Tasks for this exercise:
• A. Please rewrite the PICO label passage between "The PICO chart" and "pico_counter = Counter()", inclusive, and change each "PICO labels" to "annotation labels".
• B. Decide whether each statement agrees with the PICO label passage, answering yes or no and quoting the words that settle it: (i) More than half of the labels have been applied 5 times or less. (ii) The plot title is "Frequency of PICO labels". (iii) The legend is placed with loc='upper right'.

Text provided:
========

The PICO chart below shows how often the PICO labels in our dataset have been used. More than half of the PICO labels have only been applied 5 times or less (meaning that there is very little training data to learn where these labels can be applied).

In [None]:
# count the PICO labels for all variables

pico_counter = Counter()
variables = ["implicitMaterial", "sex", "outcomeClassfication", "implicitCondition", 
            "condition", "material", "interventionClassification", "age"]
no_var = 0
total_count = 0
all_labels = []

for annotation in all_annotations:
    
    for var in variables:
    
        try:
            if isinstance(annotation[var], list):
                for link in annotation[var]:
                    pico_counter[link] += 1
                    total_count += 1
                    all_labels.append(link)
            else:
                pico_counter[annotation[var]] += 1
                total_count += 1
                all_labels.append(annotation[var])
        except:
            no_var += 1
            
pico_counter_tresholds = {'x <= 5': len([pico_counter[x] for x in pico_counter if pico_counter[x] < 5]),
                         '5 < x <= 10': len([pico_counter[x] for x in pico_counter if pico_counter[x] <= 10 and pico_counter[x] > 5]),
                         '10 < x <= 100': len([pico_counter[x] for x in pico_counter if pico_counter[x] <= 100 and pico_counter[x] > 10]),
                         '100 < x <= 500': len([pico_counter[x] for x in pico_counter if pico_counter[x] <= 500 and pico_counter[x] > 100]),
                         '500 < x': len([pico_counter[x] for x in pico_counter if pico_counter[x] > 500])}

fig, ax = plt.subplots()
patches, b, c = ax.pie(pico_counter_tresholds.values(), autopct='%1.1f%%')#, colors=sns.color_palette("Blues"))
plt.legend(patches, pico_counter_tresholds.keys(), loc='best')
plt.axis('equal')
plt.title("Frequency of use of PICO labels")
plt.tight_layout()

========

Data for review:
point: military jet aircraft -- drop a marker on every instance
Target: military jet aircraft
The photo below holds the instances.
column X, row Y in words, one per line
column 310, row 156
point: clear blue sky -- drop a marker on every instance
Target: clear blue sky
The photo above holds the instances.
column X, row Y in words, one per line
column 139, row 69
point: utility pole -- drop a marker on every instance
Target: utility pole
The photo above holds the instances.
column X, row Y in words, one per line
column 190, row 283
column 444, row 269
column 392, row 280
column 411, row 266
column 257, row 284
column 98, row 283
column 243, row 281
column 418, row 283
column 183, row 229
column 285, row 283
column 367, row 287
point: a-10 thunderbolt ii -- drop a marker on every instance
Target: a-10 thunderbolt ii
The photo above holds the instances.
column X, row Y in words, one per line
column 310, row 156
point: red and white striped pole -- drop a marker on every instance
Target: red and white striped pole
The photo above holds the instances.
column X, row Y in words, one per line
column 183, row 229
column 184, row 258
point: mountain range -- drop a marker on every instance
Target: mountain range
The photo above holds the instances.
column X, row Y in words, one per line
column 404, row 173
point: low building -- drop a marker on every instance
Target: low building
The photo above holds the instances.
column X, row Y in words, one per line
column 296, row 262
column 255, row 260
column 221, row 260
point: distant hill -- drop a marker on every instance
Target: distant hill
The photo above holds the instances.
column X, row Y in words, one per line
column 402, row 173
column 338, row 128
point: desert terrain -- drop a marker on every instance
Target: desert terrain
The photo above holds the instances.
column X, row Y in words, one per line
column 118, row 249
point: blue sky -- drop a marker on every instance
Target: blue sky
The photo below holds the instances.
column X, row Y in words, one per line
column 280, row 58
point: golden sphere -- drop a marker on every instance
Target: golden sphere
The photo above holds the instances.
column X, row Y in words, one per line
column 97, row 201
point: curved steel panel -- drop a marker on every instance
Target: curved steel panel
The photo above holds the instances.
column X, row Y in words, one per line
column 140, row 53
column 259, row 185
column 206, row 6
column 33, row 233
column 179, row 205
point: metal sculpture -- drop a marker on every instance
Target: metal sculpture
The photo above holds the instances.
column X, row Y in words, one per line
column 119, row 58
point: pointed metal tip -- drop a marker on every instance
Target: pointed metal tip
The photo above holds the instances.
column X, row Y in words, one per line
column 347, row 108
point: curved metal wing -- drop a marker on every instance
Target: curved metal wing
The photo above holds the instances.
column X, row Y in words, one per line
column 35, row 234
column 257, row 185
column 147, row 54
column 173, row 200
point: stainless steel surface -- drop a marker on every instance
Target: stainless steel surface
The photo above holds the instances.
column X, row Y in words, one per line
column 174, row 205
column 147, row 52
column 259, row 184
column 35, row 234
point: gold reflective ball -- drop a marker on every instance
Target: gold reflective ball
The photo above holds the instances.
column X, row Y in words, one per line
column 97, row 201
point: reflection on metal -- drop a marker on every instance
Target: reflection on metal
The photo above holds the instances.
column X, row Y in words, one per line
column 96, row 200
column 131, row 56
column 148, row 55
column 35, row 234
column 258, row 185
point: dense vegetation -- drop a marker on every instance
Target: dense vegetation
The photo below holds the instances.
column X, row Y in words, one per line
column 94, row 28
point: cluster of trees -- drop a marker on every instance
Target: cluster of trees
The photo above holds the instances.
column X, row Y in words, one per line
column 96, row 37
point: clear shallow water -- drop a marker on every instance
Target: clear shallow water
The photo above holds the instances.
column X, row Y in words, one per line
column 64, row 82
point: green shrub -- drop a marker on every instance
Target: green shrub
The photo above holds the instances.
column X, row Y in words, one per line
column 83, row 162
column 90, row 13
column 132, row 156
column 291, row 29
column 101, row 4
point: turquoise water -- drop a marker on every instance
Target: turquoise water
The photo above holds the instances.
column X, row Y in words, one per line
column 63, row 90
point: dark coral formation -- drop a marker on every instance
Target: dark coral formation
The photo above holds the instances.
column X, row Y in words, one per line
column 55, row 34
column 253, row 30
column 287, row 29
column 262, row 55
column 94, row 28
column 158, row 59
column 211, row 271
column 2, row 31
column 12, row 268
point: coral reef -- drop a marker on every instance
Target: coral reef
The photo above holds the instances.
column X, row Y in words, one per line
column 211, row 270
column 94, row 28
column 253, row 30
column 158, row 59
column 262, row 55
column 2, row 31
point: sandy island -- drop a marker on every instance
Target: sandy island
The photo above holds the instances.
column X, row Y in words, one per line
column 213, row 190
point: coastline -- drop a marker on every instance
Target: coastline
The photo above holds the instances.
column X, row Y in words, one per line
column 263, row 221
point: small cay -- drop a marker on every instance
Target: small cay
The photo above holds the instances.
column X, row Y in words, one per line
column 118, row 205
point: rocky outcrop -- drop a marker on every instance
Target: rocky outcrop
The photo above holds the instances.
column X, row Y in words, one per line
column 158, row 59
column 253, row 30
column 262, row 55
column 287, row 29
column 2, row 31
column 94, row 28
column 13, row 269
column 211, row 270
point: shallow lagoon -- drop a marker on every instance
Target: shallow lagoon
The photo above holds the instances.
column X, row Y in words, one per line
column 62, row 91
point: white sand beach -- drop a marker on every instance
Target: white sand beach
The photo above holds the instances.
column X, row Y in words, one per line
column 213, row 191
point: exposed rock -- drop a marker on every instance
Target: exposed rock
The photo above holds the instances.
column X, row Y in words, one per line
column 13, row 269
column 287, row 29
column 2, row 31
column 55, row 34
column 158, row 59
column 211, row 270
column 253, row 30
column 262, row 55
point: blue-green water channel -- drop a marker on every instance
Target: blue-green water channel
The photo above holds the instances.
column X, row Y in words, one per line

========

Completed exercise:
• A.
The PICO chart below shows how often the annotation labels in our dataset have been used. More than half of the annotation labels have only been applied 5 times or less (meaning that there is very little training data to learn where these labels can be applied).

In [None]:
# count the annotation labels for all variables

pico_counter = Counter()

• B.
(i) Yes: "More than half of the PICO labels have only been applied 5 times or less"
(ii) No: "Frequency of use of PICO labels"
(iii) No: "loc='best'"